-- 読む文章 --
——

❸ではレザーというのは食肉用に屠殺した動物の皮(副産物)なので

1、自然のシワ、血筋がある

2、個体ごとの質感のちがいやキズ、 虫刺され跡などがある

しかももともと肉をとるのが目的なので

3、革製品にする時のために綺麗な皮をつくろうと思って飼育されてない

ということを説明しました。

この副産物としてでた動物の皮を利用して色んなものをつくっているのが革製品なので、布製品などに比べてもとの原材料が既製品としての均質性にも均一性にもかけてます。

革製品はそのせいで大きなジレンマをかかえています。

革もなにかしらの商品(特に既製品)になってしまうと見た目はもちろん、製品精度が(特に日本国内は)かなりうるさく求められるのが現実です

○見た目がきれい
(革にはシワやキズがあります)
○均質性・均一性が高い
(革にはまさに個体差があります)
○耐久性がある
(革はこれはすぐれています。布に比べるととても強い)
○洗濯、洗浄、メンテナンスしても形状が保たれる
(革も丸洗いとかできなくないですがハードル高いです、ほっといても経年変化もしていきますし)

のようなことがとっても重要視されがちです。

『見た目が綺麗で丈夫で長持ち、買ってすぐ使えて壊れない、メンテナンスフリーなものか、もしくは楽なものがよい』

というのは残念ながら革製品にはホントはあんまりむかない価値観です。(たぶん車とか家電の影響だと思われます)

一方で、
動物を食用に屠殺する限り見た目の良し悪し問わず必ず皮は発生します。
見た目が比較的綺麗なものはそのまま少ない加工で利用されますが、そんなにいい状態の皮はあんまり期待できません。

“シワやキズが多くて見た目が悪い“からといって、これを利用しなかったらゴミとして捨てるだけになります。

“本来の皮質としては問題ない“にもかかわらずです。でもやっぱり“売り物にするからには綺麗で均一性“がないといけない。

そんなジレンマに対応するために加工技術が発達していったようです。
(のためだけではありませんがタンナーさんのお話きいていると大きな要因のようです)

綺麗で均一性のある革に仕上げるために色んな加工技術を使った工夫がなされています。

それがまとめ❶でも一部具体例を紹介した

・機械でシワをのばす(まんまシワをのばす)

——

-- 問題 --
A – 革製品についての文章によると、シワやキズが多く見た目が悪い皮を利用しなかった場合、その皮はどうなりますか。
B – 革製品についての文章の最後の行の後に、続きを書いてください。

-- 提供データ --
——

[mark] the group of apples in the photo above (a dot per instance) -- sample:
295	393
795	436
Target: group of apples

——

-- 解答一覧 --
A – ゴミとして捨てるだけになります。

B –
・顔料で塗装(シワ、キズ目立たなくなる)
・型を押す(表面の繊維を平滑にする)
・裏をケバだたせる(表を使わない)
・表面を削る(しわ、キズごとけずる)
・樹脂で覆う(シワ、キズ目立たなくなる)

といった仕上げ加工技術です。
こういった加工技術のおかげで多くの皮が革製品として利用できています。

革製品に関して
・表面加工なし(スムースレザー)
・表面加工あり(その他のレザー)
という区別の仕方はこれまであまり意識してこなかったと思います。

お店で商品を見る際に新しくこの視点をいれて
見ていただくとレザー商品の理解の新しい手助けになると思います。

<シューケア講習全体のまとめ>

・革(レザー)製品は食肉用に屠殺した動物の皮を利用して生産している
・動物の皮だからシワ、血筋などある
・動物の皮だからキズ、虫さされ跡、質感などの個体差がある
・食肉目的だから皮の状態を気にして育てられてない、状態のいいものは多くない
・本来の皮質が悪いわけじゃない
・そのためシワキズなどを隠す、目立たなくする加工技術が進化して広く利用されている
・加工技術が革製品のファッション性やバリエーションを豊かにしている
・メンテナンスは革の加工、仕上げ方によってちがってくる(アイテム別というより加工別)
・加工具合が強いほど、通常のメンテナンスは難しい

長くなりましたが一旦終了します。
まとめ❹は適当な画像などがなく文字だけになってしまいました。すいません。

レザーはまだまだ奥が深いのでまたお伝えしていきます。
ありがとうございました。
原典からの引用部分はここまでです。